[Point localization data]

BEGIN

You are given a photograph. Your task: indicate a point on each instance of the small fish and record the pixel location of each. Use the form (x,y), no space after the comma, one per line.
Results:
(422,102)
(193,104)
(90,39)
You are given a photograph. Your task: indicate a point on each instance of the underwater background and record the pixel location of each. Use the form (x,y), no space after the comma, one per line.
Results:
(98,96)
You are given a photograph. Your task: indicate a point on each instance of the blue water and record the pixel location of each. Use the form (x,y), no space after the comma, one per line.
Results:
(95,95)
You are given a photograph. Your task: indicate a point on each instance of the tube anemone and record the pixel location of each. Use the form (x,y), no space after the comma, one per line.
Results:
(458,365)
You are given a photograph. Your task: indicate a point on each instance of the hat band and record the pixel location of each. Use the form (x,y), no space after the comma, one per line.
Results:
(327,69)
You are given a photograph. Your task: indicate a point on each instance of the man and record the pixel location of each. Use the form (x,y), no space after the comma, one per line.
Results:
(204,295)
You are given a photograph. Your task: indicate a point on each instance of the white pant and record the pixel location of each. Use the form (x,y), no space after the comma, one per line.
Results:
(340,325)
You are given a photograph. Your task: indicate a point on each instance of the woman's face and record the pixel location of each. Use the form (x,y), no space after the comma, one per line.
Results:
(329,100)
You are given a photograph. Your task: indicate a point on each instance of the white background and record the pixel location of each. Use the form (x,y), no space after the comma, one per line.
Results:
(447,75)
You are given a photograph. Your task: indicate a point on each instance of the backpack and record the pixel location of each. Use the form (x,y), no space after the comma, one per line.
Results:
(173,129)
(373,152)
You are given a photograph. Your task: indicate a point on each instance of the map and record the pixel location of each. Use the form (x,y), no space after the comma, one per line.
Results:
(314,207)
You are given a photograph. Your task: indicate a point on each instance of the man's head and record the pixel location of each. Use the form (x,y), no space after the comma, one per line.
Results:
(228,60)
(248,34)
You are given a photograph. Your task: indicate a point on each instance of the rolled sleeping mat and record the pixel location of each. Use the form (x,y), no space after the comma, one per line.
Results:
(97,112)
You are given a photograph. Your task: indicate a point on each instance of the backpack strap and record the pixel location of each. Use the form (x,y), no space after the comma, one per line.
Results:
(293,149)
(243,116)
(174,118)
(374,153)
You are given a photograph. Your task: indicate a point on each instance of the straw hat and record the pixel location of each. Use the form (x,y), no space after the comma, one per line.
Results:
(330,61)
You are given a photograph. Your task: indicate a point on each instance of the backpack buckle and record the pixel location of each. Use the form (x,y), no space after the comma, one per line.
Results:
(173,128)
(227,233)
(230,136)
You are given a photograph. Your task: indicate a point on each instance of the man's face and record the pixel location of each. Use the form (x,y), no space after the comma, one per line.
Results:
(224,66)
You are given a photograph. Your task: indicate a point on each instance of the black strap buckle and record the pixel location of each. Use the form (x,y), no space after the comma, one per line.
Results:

END

▸ **PROBLEM STATEMENT**
In the answer, each line of the data must appear exactly as written.

▸ **SOLUTION BELOW**
You are given a photograph. Your task: indicate a point on each instance of the small fish and record the pixel location of each. Use the form (x,y), no space after the comma, one per line.
Results:
(422,102)
(193,104)
(90,39)
You are given a photograph. Your task: indicate a point on each instance of the underwater background and record the pixel location of each. Use the form (x,y), no space after the comma, one per line.
Results:
(98,96)
You are given a photograph. Your task: indicate a point on each instance of the blue water and record the pixel location of each. Use the form (x,y), no space after the comma, one per line.
Results:
(95,95)
You are given a photograph. Your task: indicate a point on each instance of the tube anemone and record the pixel location of each. Use the form (x,y), no space after the comma, one per line.
Results:
(458,365)
You are given a photograph. Your task: indicate a point on each instance of the hat band and record the pixel location of each. Use the form (x,y), no space after the comma, one per line.
Results:
(327,69)
You are given a photograph. Your task: indicate a point on each instance of the man and record the pixel location of each. Use the form (x,y), no space after the comma, one per line.
Results:
(204,295)
You are given a photograph. Your task: indicate a point on each instance of the white pant and record the pixel location of each. Use the form (x,y), no space after the comma, one per line.
Results:
(340,325)
You are given a photograph. Your task: indicate a point on each instance of the woman's face and record the pixel location of each. Use the form (x,y), no space after the comma, one per line.
Results:
(329,100)
You are given a photograph. Your task: indicate a point on each instance of the white background and record the pixel location of each. Use the form (x,y), no space after the comma, one per line.
Results:
(447,75)
You are given a photograph. Your task: indicate a point on each instance of the backpack and record the pixel location of each. Use the form (x,y), no space after the comma, one per line.
Results:
(173,129)
(373,152)
You are given a photograph. Your task: indicate a point on each instance of the map and record the pixel location of each. Use the form (x,y), no space after the comma, one per line.
Results:
(314,207)
You are given a photograph. Your task: indicate a point on each instance of the man's head and record the pixel location of each. Use the form (x,y), no space after the comma, one per line.
Results:
(228,60)
(248,34)
You are given a photograph. Your task: indicate a point on each instance of the rolled sleeping mat and record the pixel location of each. Use the form (x,y), no space after the comma, one per line.
Results:
(97,112)
You are given a photograph. Your task: indicate a point on each instance of the backpack strap and record the pixel location of each. Use the form (x,y), no space after the comma, one per line.
Results:
(293,149)
(243,116)
(174,118)
(374,153)
You are given a photograph. Your task: indicate a point on each instance of the straw hat and record the pixel location of each. Use the form (x,y), no space after the comma, one per line.
Results:
(330,61)
You are given a photograph. Your task: indicate a point on each instance of the backpack buckle and record the pixel location of each. Use the form (x,y), no space after the comma, one per line.
Results:
(173,128)
(227,233)
(230,136)
You are given a photograph. Your task: indicate a point on each instance of the man's face and record the pixel location of each. Use the form (x,y), no space after the comma, one per line.
Results:
(224,66)
You are given a photograph. Your task: indicate a point on each instance of the black strap buckle and record the pixel location of each. Use the form (x,y), no space after the comma, one per line.
Results:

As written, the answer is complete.